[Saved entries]
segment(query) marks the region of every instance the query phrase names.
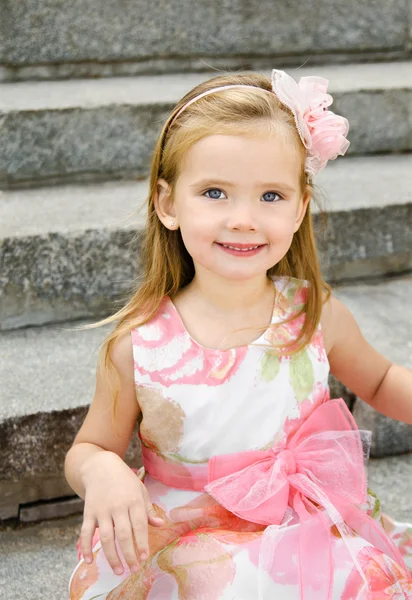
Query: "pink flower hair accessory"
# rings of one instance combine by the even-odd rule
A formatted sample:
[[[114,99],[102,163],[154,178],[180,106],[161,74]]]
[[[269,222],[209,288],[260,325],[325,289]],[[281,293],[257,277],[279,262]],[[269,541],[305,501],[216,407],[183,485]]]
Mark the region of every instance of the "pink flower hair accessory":
[[[327,93],[329,81],[322,77],[301,77],[297,83],[284,71],[272,70],[272,89],[292,112],[307,151],[305,171],[313,176],[329,160],[344,155],[349,147],[349,122],[328,109],[333,98]]]

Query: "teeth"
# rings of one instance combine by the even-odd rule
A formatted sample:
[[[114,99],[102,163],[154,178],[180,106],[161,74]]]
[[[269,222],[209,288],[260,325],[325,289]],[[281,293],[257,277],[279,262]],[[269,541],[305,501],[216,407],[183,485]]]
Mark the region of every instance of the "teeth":
[[[250,248],[235,248],[234,246],[226,246],[226,244],[222,244],[224,248],[230,248],[231,250],[237,250],[238,252],[248,252],[249,250],[255,250],[255,248],[259,248],[259,246],[250,246]]]

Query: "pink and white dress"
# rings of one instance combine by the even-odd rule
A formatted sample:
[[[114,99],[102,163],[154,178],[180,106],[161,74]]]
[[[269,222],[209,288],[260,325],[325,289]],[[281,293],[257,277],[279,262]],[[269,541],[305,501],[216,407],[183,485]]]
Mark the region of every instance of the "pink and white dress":
[[[274,285],[275,324],[299,309],[306,284]],[[166,524],[149,526],[137,574],[125,561],[112,572],[98,530],[91,565],[78,544],[71,600],[412,599],[412,525],[382,518],[367,491],[368,433],[330,399],[320,327],[298,354],[270,351],[273,336],[292,340],[301,326],[209,349],[165,297],[132,331],[136,474]]]

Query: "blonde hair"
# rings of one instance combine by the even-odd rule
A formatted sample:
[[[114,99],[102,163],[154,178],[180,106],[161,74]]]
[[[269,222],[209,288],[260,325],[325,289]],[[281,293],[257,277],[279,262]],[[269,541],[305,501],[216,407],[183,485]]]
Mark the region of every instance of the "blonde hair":
[[[177,118],[179,110],[202,92],[223,85],[246,84],[250,88],[233,88],[209,94],[188,106]],[[154,197],[159,178],[165,179],[175,190],[179,169],[186,152],[202,138],[212,134],[253,135],[265,128],[268,135],[287,136],[296,146],[302,164],[302,193],[313,194],[312,182],[304,171],[305,148],[297,132],[291,112],[280,103],[275,94],[260,93],[271,90],[270,80],[261,74],[226,74],[201,83],[186,94],[176,105],[157,139],[150,171],[148,213],[144,240],[141,245],[143,276],[135,282],[128,302],[112,316],[86,326],[99,327],[117,322],[100,350],[99,368],[108,377],[114,400],[114,415],[119,394],[119,378],[111,360],[111,349],[119,336],[149,321],[157,312],[164,296],[173,297],[194,276],[194,265],[185,248],[179,230],[167,229],[157,216]],[[268,271],[271,278],[293,277],[309,284],[307,298],[299,312],[286,321],[305,315],[299,336],[289,346],[276,347],[280,353],[295,353],[303,349],[317,329],[322,304],[330,295],[329,286],[322,280],[316,252],[310,207],[292,244],[281,261]]]

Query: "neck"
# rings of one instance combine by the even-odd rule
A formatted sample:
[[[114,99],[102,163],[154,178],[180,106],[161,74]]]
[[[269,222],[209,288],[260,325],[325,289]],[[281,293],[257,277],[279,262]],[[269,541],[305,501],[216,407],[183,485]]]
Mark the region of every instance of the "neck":
[[[256,311],[259,304],[266,306],[274,296],[273,283],[266,274],[247,281],[228,281],[210,273],[196,273],[186,289],[203,308],[223,317]]]

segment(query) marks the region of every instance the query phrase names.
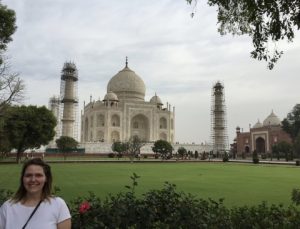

REQUIRED WORK:
Although the records contain pictures, restate them word for word with those pictures left out.

EXERCISE RESULT:
segment(query) marks the region of every instance the query phrase names.
Query: "pink flower hair accessory"
# rings of one instance combine by the even-odd rule
A formatted sample:
[[[114,99],[102,163],[154,178],[180,106],[161,74]]]
[[[269,222],[209,288],[260,325],[325,289]],[[281,293],[257,277],[279,262]],[[269,541],[305,501],[216,407],[183,485]]]
Mark the region of every instance of the "pink flower hair accessory":
[[[327,93],[329,81],[322,77],[301,77],[297,83],[284,71],[272,70],[272,89],[292,112],[307,151],[305,171],[313,176],[329,160],[344,155],[349,147],[349,122],[328,109],[333,98]]]

Query: "teeth"
# rings of one instance combine by the even-odd rule
A formatted sample:
[[[114,99],[102,163],[154,178],[180,106],[161,74]]]
[[[269,222],[209,288],[260,325],[325,289]],[[281,293],[257,277],[279,262]],[[269,541],[305,501],[216,407],[183,485]]]
Mark the region of every instance of the "teeth":
[[[250,248],[235,248],[234,246],[226,246],[226,244],[222,244],[224,248],[230,248],[231,250],[237,250],[238,252],[248,252],[249,250],[255,250],[255,248],[259,248],[259,246],[250,246]]]

Query: "pink and white dress"
# rings of one instance combine by the even-odd rule
A formatted sample:
[[[114,99],[102,163],[154,178],[180,106],[161,74]]]
[[[269,222],[209,288],[260,325],[325,289]],[[281,293],[257,277],[279,262]],[[269,541],[305,501],[216,407],[183,485]]]
Mark the region of every instance of the "pink and white dress":
[[[274,285],[275,324],[299,309],[306,284]],[[166,524],[149,526],[137,574],[125,561],[112,572],[98,530],[91,565],[78,544],[71,600],[412,599],[412,525],[382,518],[367,491],[368,433],[330,399],[320,327],[298,354],[270,351],[273,336],[292,340],[301,326],[209,349],[165,297],[132,331],[136,474]]]

Query: "blonde hair"
# rings of one instance combine by the even-odd rule
A formatted sample:
[[[114,99],[102,163],[154,178],[180,106],[161,74]]]
[[[269,222],[209,288],[260,325],[325,289]],[[281,293],[257,277],[279,262]],[[269,541],[305,501],[216,407],[183,485]]]
Mark the region of every instance of the "blonde hair":
[[[177,118],[179,110],[202,92],[223,85],[246,84],[250,88],[233,88],[209,94],[188,106]],[[154,197],[159,178],[165,179],[175,190],[179,169],[186,152],[202,138],[212,134],[253,135],[265,128],[268,135],[287,136],[296,146],[302,164],[302,193],[313,194],[312,182],[304,171],[305,148],[297,132],[291,112],[280,103],[275,94],[260,93],[271,90],[270,80],[261,74],[226,74],[201,83],[186,94],[176,105],[157,139],[150,171],[148,213],[144,240],[141,245],[143,276],[135,282],[128,302],[112,316],[86,326],[99,327],[117,322],[100,350],[99,368],[108,377],[114,400],[114,415],[119,394],[119,378],[111,360],[111,349],[119,336],[149,321],[157,312],[164,296],[173,297],[194,276],[194,265],[185,248],[179,230],[167,229],[157,216]],[[268,271],[271,278],[293,277],[309,284],[307,298],[299,312],[286,321],[305,315],[299,336],[289,346],[276,347],[280,353],[295,353],[303,349],[317,329],[322,304],[330,295],[329,286],[322,280],[316,252],[310,207],[292,244],[281,261]]]

Query: "neck"
# rings of one instance combine by the even-odd rule
A formatted sample:
[[[114,99],[102,163],[154,178],[180,106],[161,74]]]
[[[269,222],[209,288],[260,325],[325,289]],[[281,293],[257,277],[279,262]],[[269,541],[305,501],[216,407],[183,485]]]
Mark the region of every instance of the "neck":
[[[256,311],[259,304],[266,306],[274,296],[273,283],[266,274],[247,281],[228,281],[210,273],[196,273],[186,289],[203,308],[223,317]]]

segment(query) marks the region of every instance the query phrase names.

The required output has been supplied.